Tareas:
[A] Según la columna sobre el error en la entrega de los Óscar, ¿qué empresa se encargaba de custodiar los sobres?
[B] Escribe la continuación de la columna sobre el error en la entrega de los Óscar a partir de su última oración.

··· Documento

Cuando me desperté, el pasado lunes, me encontré con que el escritor Fernando Marías me había etiquetado en una foto de Facebook que mostraba a un engalanado Warren Beauty con cara de no entender nada, concentrado en el tarjetón que sostenía entre sus manos, mientras Faye Dunaway le miraba fijamente, sonriendo con socarronería.
Lo que ocurrió a continuación bien lo saben ustedes, que la noticia tardó escasos segundos en dar la vuelta al mundo y abrir las ediciones digitales de todos los periódicos.
Y la pregunta es, por supuesto: ¿se trató de un lamentable error, tal y como reconoció PwC, la empresa auditora encargada de custodiar los sobres y de velar por la legalidad de la entrega de los premios Óscar o, como algunos malintencionados preferimos pensar, fue una tentativa de atraco, a mano desarmada, en la que Bonnie Parker y Clyde Barrow se apropiaron de los cuerpos de los actores que les dieron vida, hace ahora cincuenta años, en la mítica película filmada por Arthur Penn?

······
··· Filas

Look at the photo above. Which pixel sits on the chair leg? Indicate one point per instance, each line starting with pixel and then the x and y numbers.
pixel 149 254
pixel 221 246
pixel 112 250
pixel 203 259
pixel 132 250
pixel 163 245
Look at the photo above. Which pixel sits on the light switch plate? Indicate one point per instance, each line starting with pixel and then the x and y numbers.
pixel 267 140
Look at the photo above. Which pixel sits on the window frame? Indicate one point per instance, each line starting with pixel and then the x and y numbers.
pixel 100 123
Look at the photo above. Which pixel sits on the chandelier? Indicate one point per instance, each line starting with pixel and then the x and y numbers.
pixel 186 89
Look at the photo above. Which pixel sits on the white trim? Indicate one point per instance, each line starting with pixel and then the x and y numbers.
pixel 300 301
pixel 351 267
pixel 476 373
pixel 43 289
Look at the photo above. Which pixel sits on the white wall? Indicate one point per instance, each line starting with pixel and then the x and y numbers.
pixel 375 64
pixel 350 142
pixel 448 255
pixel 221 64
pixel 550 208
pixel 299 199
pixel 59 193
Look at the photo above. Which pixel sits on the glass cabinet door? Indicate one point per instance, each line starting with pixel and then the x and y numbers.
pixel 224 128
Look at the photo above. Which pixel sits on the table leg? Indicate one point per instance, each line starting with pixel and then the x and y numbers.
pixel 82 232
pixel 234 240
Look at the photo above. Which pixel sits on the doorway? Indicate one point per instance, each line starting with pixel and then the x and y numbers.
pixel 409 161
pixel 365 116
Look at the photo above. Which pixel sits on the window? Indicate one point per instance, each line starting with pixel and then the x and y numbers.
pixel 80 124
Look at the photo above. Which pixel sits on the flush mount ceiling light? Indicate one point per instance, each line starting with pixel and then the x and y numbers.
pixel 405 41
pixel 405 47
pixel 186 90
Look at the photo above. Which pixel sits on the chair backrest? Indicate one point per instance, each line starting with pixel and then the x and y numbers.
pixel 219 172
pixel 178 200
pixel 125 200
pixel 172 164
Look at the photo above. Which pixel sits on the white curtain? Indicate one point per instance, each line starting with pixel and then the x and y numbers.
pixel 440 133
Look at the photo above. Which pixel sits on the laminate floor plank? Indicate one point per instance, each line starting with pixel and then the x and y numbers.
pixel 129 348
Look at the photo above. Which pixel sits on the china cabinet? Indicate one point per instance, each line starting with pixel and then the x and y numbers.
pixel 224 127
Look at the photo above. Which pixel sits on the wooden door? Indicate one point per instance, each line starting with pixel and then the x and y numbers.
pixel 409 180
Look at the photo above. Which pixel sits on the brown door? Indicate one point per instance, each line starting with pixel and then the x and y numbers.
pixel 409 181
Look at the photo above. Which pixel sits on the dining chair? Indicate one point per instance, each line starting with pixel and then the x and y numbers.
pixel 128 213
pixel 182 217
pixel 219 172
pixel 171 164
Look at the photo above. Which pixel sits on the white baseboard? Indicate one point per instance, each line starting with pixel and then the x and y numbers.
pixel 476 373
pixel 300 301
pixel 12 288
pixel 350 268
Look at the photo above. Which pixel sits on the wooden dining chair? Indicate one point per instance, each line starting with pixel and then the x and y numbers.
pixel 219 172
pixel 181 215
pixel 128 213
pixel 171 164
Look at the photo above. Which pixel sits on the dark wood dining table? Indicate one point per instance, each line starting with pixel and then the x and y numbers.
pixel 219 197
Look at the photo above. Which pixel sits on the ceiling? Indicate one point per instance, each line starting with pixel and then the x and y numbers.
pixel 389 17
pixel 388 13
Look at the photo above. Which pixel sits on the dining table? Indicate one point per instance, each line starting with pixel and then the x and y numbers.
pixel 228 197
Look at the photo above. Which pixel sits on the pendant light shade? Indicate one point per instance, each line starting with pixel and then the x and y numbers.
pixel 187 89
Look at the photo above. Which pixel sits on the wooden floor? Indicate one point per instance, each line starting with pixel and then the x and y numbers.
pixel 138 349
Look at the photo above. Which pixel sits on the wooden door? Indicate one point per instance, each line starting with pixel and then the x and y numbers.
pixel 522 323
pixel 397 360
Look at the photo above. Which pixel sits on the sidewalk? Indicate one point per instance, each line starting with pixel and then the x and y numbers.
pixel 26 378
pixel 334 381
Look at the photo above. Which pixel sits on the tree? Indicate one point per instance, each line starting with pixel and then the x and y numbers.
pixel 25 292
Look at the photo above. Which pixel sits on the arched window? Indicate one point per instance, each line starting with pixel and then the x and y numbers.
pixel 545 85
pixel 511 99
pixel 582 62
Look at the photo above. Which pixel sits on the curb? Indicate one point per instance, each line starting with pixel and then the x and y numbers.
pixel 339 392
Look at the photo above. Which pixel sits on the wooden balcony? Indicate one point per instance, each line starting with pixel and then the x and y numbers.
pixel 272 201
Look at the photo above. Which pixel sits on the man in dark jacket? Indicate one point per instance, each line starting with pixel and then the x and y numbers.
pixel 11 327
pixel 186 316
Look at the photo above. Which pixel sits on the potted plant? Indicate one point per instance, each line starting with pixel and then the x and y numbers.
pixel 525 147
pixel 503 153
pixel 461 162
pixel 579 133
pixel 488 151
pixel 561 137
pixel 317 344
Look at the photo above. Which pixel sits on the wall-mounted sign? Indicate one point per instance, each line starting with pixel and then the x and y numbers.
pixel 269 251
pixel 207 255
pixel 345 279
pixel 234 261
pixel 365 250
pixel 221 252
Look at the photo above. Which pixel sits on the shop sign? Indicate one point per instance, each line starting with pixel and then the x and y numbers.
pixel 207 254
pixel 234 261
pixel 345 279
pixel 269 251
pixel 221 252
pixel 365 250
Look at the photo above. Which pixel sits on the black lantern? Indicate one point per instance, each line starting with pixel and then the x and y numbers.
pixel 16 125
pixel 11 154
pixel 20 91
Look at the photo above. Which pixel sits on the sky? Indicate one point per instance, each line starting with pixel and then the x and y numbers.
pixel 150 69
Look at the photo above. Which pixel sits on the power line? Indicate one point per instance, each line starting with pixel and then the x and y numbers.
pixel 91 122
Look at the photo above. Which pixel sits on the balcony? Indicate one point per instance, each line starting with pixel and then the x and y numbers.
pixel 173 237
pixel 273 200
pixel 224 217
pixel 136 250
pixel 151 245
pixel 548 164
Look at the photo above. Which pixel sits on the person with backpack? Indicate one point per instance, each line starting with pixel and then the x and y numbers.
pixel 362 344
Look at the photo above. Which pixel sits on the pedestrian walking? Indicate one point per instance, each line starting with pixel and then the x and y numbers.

······

Respuestas:
[A] PwC, la empresa auditora.

[B]
A medida que pasan las horas, más convencido estoy de que el espíritu de Bonnie y Clyde sigue vivo y que, no conformes con el Óscar a la opresiva y cortante “Moonlight”, trataron de beneficiar a “La La Land”, una película filmada a la antigua usanza, rebosante de luz y color. Y lo hicieron de la única manera que saben: a través de un atraco. A la vista está que por “Bonnie and Clyde” no pasa el tiempo…
La película cuenta la trágica y sangrienta de dos jóvenes atracadores, secuestradores y asesinos que aterrorizaron varios estados del centro y el sur de los Estados Unidos en sus correrías, durante los años de la Depresión, entre 1930, cuando comenzaron su carrera criminal, y el 23 de mayo de 1934, cuando fueron masacrados a tiros por las fuerzas del orden que con tanto ahínco les perseguían.
Les dispararon tantas veces, aquel día, en una carretera secundaria de Luisiana, que podían haberlos matado hasta ocho veces seguidas, en palabras de un testigo. Y es que el grupo comandado por Frank A. Hamer, de los Rangers de Texas, no estaba dispuesto a que se volvieran a escapar, como tantas veces había ocurrido.
La carrera criminal de Clyde Barrow comenzó siendo muy joven, siguiendo la estela de uno de sus hermanos mayores. De familia muy pobre, a los catorce años fue condenado a prisión, ingresando en la durísima Eastham State Farm, donde fue acosado sexualmente y posiblemente violado por un preso… al que más adelante mató a golpes, en la ducha, con un trozo de tubería que consiguió esconder.
Tras cortarse el dedo de un pie, para evitar los trabajos forzados, y después de que otro preso condenado a cadena perpetua se atribuyera la muerte del violador, Clyde fue puesto en libertad y, en 1930 conoció a Bonnie Parker, una mujer joven y hermosa cuyo marido, un delincuente habitual que solía pegarle, cumplía condena en prisión.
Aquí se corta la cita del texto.